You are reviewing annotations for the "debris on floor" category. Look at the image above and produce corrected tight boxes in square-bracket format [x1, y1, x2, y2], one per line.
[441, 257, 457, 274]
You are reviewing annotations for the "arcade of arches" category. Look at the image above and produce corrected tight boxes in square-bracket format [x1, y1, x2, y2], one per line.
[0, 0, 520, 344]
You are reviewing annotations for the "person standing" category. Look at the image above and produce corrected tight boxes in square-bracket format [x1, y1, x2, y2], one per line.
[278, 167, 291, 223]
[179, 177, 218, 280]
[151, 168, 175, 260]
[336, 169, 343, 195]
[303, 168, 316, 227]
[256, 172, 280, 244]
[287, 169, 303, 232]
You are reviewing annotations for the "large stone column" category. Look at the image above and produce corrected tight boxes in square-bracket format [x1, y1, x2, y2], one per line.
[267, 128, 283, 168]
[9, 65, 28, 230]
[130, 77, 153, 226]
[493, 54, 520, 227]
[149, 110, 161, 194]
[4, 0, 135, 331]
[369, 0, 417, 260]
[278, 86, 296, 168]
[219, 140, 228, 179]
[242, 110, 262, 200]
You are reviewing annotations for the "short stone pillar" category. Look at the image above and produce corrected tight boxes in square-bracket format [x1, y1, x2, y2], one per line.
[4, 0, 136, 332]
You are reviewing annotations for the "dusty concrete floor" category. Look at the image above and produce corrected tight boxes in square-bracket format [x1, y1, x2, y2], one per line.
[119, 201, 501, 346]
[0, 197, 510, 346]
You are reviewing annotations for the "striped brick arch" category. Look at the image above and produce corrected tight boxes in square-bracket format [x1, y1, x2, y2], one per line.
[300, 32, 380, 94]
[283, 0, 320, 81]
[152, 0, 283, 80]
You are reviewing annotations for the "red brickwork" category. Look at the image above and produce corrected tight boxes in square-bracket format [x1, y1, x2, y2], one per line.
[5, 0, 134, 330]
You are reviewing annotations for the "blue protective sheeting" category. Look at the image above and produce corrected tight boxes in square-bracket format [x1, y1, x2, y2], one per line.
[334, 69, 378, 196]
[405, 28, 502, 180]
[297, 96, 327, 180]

•••••

All of the material must be reproduced exactly.

You are reviewing annotations for the "debris on floor" category. Look at the image above and produce corrected tight boxes in square-bracket format [x1, y1, x2, y2], one per line.
[441, 257, 457, 274]
You are reviewing annotations for the "arcade of arches" category. Look at the image above and produce corrected tight boxes in square-bracket format [x1, y1, x2, y2], one per line.
[0, 0, 520, 344]
You are reviewing annotations for the "person standing" category. Look at the image above and produce corrected tight boxes in square-bracket format [x1, y1, x2, y2], one per line.
[278, 167, 291, 223]
[179, 177, 218, 280]
[151, 168, 175, 260]
[336, 169, 343, 195]
[303, 168, 316, 227]
[256, 172, 280, 244]
[287, 169, 303, 232]
You are reviewing annotations for the "large stone column" category. Look at the image above and produce corrected tight boxes in square-bracket format [x1, y1, x2, y2], one per line.
[267, 128, 283, 168]
[9, 65, 28, 230]
[130, 77, 153, 226]
[493, 54, 520, 227]
[149, 110, 161, 194]
[4, 0, 135, 331]
[369, 0, 417, 260]
[278, 86, 296, 168]
[219, 140, 228, 179]
[242, 110, 262, 200]
You are reviewing annotations for the "short stone pillar" category. Look at the image above and produce corrected tight boxes in square-bracket format [x1, y1, x2, y2], one per line.
[4, 0, 136, 332]
You are reviewing annotations for the "dusty concrete floor" category. Look at the image above and produce corrected tight boxes in square-bracket format [x1, y1, x2, y2], one per line.
[119, 201, 501, 346]
[0, 197, 510, 346]
You are reviewing annotations for the "striped brick arch" category. Look at the image above and produce corrected tight boxes in square-bracket format [x1, y1, x2, y2], one per line.
[300, 32, 380, 94]
[283, 0, 320, 81]
[152, 0, 283, 80]
You are reviewing annotations for the "red brickwork" category. Look at the image above and produce corrected tight boxes in square-bracket format [x1, y1, x2, y2], one per line.
[5, 0, 134, 330]
You are reviewing annotations for the "blue protective sheeting" category. Look at the image above and produce corrected tight boxes in square-bracket format [x1, y1, x2, y2], one per line.
[334, 69, 378, 196]
[405, 28, 502, 180]
[297, 96, 327, 180]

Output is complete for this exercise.